%%

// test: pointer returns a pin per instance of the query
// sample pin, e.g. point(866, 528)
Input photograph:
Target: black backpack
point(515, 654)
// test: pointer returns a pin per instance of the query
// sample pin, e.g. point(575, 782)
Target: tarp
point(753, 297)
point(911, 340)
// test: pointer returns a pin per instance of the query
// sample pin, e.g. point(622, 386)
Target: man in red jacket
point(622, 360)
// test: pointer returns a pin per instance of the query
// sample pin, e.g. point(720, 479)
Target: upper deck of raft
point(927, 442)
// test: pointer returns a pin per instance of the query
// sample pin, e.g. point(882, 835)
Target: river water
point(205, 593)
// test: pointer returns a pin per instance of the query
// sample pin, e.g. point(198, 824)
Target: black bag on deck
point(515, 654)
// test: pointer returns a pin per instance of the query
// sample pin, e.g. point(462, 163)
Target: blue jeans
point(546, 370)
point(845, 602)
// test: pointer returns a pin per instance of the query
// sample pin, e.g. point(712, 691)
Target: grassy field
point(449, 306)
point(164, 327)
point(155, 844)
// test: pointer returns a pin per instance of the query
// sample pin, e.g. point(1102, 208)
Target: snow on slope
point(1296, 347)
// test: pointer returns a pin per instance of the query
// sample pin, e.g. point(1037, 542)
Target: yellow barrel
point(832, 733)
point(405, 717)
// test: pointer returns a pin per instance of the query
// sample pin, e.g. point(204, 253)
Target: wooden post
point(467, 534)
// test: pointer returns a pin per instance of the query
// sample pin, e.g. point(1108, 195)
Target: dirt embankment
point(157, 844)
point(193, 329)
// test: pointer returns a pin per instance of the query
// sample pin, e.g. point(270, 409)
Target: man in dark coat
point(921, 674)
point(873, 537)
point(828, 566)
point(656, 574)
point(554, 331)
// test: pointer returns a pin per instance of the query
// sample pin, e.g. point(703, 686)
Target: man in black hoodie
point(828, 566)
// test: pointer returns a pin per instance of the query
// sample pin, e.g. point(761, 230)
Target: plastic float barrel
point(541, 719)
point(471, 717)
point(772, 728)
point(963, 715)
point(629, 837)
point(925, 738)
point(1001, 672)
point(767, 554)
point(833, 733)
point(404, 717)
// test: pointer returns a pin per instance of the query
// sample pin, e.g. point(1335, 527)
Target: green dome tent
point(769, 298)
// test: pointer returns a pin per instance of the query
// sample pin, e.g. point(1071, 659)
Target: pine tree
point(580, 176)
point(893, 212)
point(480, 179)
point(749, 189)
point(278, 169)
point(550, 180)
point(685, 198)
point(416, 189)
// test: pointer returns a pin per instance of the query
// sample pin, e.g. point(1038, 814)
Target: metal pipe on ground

%%

Write the lines out verbatim, from the one with "e.g. point(703, 686)" through the last line of the entries, and stop there.

// sample pin, e.g. point(703, 686)
Target: man in black hoodie
point(828, 566)
// test: pointer returns a pin per instance of the query
// sample pin, e.g. point(761, 230)
Target: plastic float barrel
point(541, 719)
point(471, 717)
point(772, 728)
point(963, 715)
point(629, 837)
point(925, 738)
point(1001, 672)
point(767, 554)
point(833, 733)
point(404, 717)
// test: pointer returns a pin per instance of the query
// sample pin, e.g. point(1335, 527)
Target: green dome tent
point(769, 298)
// test: pointer returns a pin per instance of the query
// sample pin, e.g. point(1071, 659)
Target: pine tree
point(580, 176)
point(893, 212)
point(480, 179)
point(749, 189)
point(278, 169)
point(550, 180)
point(685, 198)
point(416, 189)
// test: pointer returns a pin per instance of the query
// sample pin, e.g. point(1038, 814)
Target: metal pipe on ground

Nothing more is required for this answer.